▶ **Extracted data**:

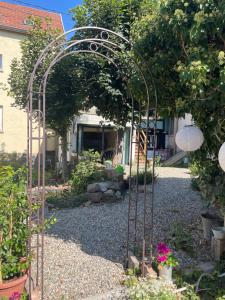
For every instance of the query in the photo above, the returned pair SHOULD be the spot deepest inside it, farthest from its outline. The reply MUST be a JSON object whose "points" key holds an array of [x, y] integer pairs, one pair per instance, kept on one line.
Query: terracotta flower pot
{"points": [[8, 288]]}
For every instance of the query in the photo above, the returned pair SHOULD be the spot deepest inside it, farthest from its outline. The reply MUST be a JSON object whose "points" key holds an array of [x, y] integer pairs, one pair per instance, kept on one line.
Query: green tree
{"points": [[184, 42], [108, 91]]}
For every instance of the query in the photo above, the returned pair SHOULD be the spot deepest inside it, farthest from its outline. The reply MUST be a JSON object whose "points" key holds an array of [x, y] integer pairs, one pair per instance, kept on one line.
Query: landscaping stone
{"points": [[85, 249], [94, 197], [109, 196], [98, 187], [116, 186], [118, 195]]}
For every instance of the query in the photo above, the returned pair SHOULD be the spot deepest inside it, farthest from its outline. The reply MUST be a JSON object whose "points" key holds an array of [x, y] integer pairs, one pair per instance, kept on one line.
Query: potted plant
{"points": [[166, 262], [14, 232]]}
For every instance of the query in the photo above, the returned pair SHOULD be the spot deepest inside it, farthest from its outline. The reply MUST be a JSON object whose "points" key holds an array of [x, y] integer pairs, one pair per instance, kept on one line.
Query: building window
{"points": [[1, 118], [1, 63]]}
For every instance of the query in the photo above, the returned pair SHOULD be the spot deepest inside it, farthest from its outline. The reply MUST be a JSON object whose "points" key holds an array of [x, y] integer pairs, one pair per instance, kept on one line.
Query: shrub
{"points": [[87, 171], [14, 232]]}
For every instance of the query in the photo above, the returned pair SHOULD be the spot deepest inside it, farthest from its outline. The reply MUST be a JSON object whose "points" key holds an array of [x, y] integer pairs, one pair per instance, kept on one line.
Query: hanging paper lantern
{"points": [[190, 138], [222, 157]]}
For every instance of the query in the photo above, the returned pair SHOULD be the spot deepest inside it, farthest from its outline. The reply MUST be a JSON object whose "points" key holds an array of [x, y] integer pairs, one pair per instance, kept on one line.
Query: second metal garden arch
{"points": [[112, 47]]}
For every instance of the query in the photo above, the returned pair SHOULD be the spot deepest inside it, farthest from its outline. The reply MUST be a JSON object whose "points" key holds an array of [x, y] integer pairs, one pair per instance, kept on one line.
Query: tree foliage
{"points": [[184, 42]]}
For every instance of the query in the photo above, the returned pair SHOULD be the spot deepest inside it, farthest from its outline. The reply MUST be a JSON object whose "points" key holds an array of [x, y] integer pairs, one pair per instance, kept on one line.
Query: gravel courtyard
{"points": [[84, 251]]}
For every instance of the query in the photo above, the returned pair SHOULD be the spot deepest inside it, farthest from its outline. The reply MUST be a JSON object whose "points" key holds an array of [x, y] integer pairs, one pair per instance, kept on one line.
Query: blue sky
{"points": [[58, 5]]}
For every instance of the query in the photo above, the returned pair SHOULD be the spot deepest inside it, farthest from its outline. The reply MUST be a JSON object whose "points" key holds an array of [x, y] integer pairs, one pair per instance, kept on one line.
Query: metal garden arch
{"points": [[111, 46]]}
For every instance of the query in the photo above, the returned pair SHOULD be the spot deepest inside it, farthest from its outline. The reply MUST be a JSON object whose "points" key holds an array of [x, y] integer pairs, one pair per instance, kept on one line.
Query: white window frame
{"points": [[1, 118], [1, 62]]}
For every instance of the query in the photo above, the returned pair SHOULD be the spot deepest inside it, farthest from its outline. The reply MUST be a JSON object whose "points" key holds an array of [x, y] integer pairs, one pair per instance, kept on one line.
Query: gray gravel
{"points": [[84, 251]]}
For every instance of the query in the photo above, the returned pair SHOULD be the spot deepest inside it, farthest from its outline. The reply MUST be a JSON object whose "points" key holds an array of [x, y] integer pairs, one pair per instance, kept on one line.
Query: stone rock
{"points": [[206, 267], [97, 187], [109, 193], [117, 186], [94, 197], [109, 196], [133, 262], [188, 272], [88, 203], [218, 247]]}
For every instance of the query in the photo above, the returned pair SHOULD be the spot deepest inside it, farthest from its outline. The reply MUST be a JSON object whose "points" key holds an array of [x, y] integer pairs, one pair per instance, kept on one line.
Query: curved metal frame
{"points": [[63, 49]]}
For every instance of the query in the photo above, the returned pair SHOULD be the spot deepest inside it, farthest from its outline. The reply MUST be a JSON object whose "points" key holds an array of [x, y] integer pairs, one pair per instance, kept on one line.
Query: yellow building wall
{"points": [[14, 135]]}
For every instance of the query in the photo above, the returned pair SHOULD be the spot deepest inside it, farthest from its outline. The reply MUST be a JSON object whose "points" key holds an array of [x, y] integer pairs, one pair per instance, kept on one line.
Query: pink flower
{"points": [[15, 296], [163, 249], [161, 258]]}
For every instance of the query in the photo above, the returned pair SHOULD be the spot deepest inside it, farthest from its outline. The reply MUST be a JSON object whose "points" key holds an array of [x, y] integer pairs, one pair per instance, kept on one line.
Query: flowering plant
{"points": [[165, 257]]}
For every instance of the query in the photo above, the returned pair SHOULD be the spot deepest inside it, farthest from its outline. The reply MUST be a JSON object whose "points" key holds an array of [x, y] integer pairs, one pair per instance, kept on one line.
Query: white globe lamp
{"points": [[189, 139], [222, 157]]}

▶ **Task objective**:
Each line of the material is to be output exactly. Images are not part of the expected output.

▶ **Final answer**:
For every instance of the query in the photo above, the returned pair SHOULD be the spot deepest inside it, farthest from its outline. The reply MUST be a JSON object whose "points" key holds an array of [x, y] integer pairs, one pair per instance, kept on one line.
Query: terracotta flower pot
{"points": [[8, 288]]}
For every instance of the query in the photo above, the returned pair SHOULD be the spot deepest inside it, farthest from its outline. The reply MUST be a JSON object whose "points" key holds an array of [x, y] integer pairs, one pair per instance, kept on one line.
Query: green tree
{"points": [[184, 42], [108, 91]]}
For every instance of the query in the photo above, the returned pair SHOULD be the spot deepest inside it, farthest from its outline. The reply MUST be a JSON object whose "points" key holds an array of [x, y] integer pairs, one pair per instance, kept on one line.
Query: landscaping stone
{"points": [[85, 249], [94, 197], [109, 196], [98, 187], [116, 186], [118, 195]]}
For every instance of the query in the photo above, the returned pair SHOULD be the spot deepest inside it, farthest from its outline. The reply MUST be a JSON object whose "points" key holds an array of [x, y] integer pairs, one pair per instance, kept on one line.
Query: potted plant
{"points": [[166, 262], [14, 232]]}
For every instance of the query in the photo above, the returned pair SHOULD be the spot deepest inside it, farthest from its outline. The reply MUST be a JSON object whose "points" key holds an array of [x, y] integer pairs, one pair per instance, kept on one line.
Query: building window
{"points": [[1, 118], [1, 63]]}
For every instance of the query in the photo above, the returned pair SHOULD be the spot deepest inside it, farthest from its outline. The reply MUST be a JSON object whose "points" key holds an array of [x, y] integer pairs, one pair per instance, kept on one line.
Query: shrub
{"points": [[87, 171], [14, 232]]}
For every instance of the query in the photo above, the returned pair SHOULD be the spot deepest inside it, farthest from its outline. The reply MUST be a JSON object whose "points" key holds an array of [x, y] integer pairs, one pair per instance, kept on one line.
Query: hanging paper lantern
{"points": [[190, 138], [222, 157]]}
For every instance of the query in the photo above, the returned pair SHOULD be the spot deepest inside it, farthest from its outline. The reply MUST be a JSON object whose "points" key holds an array of [x, y] integer pairs, one pair per instance, kept on one line.
Query: second metal garden arch
{"points": [[112, 47]]}
For every instance of the query in the photo above, the returned pair SHOULD be the spot deepest inside it, farthest from its outline. The reply MUST be a JSON object whose "points" key holds an array of [x, y] integer pairs, one pair per instance, kept on one line.
Query: tree foliage
{"points": [[184, 42]]}
For every instance of the query in the photo above, the returned pair SHOULD be the spot deepest inside it, farthest from its outline. The reply MUST be a JSON object whose "points" key holds an array of [x, y] integer pairs, one pair per instance, kept on one line.
Query: gravel courtyard
{"points": [[84, 251]]}
For every instance of the query in the photo above, the returned pair SHOULD be the spot deepest inside it, farthest from its outline. The reply MUST be a JSON object whose "points" key holds an array of [x, y] integer pairs, one pair per instance, kept on one line.
Query: blue sky
{"points": [[58, 5]]}
For every instance of the query in the photo above, the returned pair SHOULD be the spot deepest inside it, farthest from its outline. The reply MUST be a JSON object whose "points" key holds an array of [x, y] integer pairs, one pair per instance, kept on one line.
Query: metal garden arch
{"points": [[111, 46]]}
For every instance of the query in the photo above, the returned pair SHOULD be the spot deepest inside it, farthest from its outline. The reply MUST be a JSON object whose "points" key holds an array of [x, y] integer pairs, one pair per instance, kept on one line.
Query: white window frame
{"points": [[1, 118], [1, 62]]}
For every instance of the query in the photo above, the returned pair SHOULD be the spot deepest inside it, farthest from its outline. The reply MUST be a JSON object whose "points" key holds an array of [x, y] integer pairs, one pair per instance, kept on one line.
Query: gray gravel
{"points": [[84, 251]]}
For every instance of the query in the photo above, the returned pair SHOULD be the spot deepest inside it, farthest from its outline. The reply MUST be a JSON object whose "points" key holds an array of [x, y] integer pairs, one pair per instance, kept on one line.
Query: stone rock
{"points": [[206, 267], [97, 187], [109, 193], [117, 186], [94, 197], [109, 196], [133, 262], [188, 272], [88, 203], [218, 247]]}
For every instance of the query in the photo above, the returned pair SHOULD be the spot deepest inside it, farthest from its outline. The reply MUST be a JSON object whose "points" key holds an array of [x, y] integer pairs, one pair per instance, kept on one line.
Query: curved metal frame
{"points": [[63, 49]]}
For every instance of the query in the photo above, the returned pair SHOULD be the spot deepest inside it, farthest from its outline. The reply MUST be a JSON object whose "points" key holds an array of [x, y] integer pairs, one pair per instance, kept on one line.
Query: yellow building wall
{"points": [[14, 135]]}
For every instance of the query in the photo above, the returned pair SHOULD be the spot deepest inside it, farthest from its outline. The reply MUST be a JSON object whose "points" key holds an array of [x, y] integer pairs, one pair per instance, kept on one line.
Query: pink flower
{"points": [[15, 296], [163, 249], [161, 258]]}
For every instance of the query in the photo above, the returned pair SHOULD be the spot deepest inside it, farthest from its outline. The reply MUST be a JSON object whose "points" key holds an array of [x, y] integer pairs, one pair per instance, kept on one line.
Query: flowering plant
{"points": [[165, 257]]}
For every instance of the query in the photo above, the returned pair SHOULD be the spot deepest inside it, farthest from its outline. The reply MUST be a JSON object whose "points" key holds an array of [x, y] integer pairs, one pair per instance, kept on one line.
Query: white globe lamp
{"points": [[189, 139], [222, 157]]}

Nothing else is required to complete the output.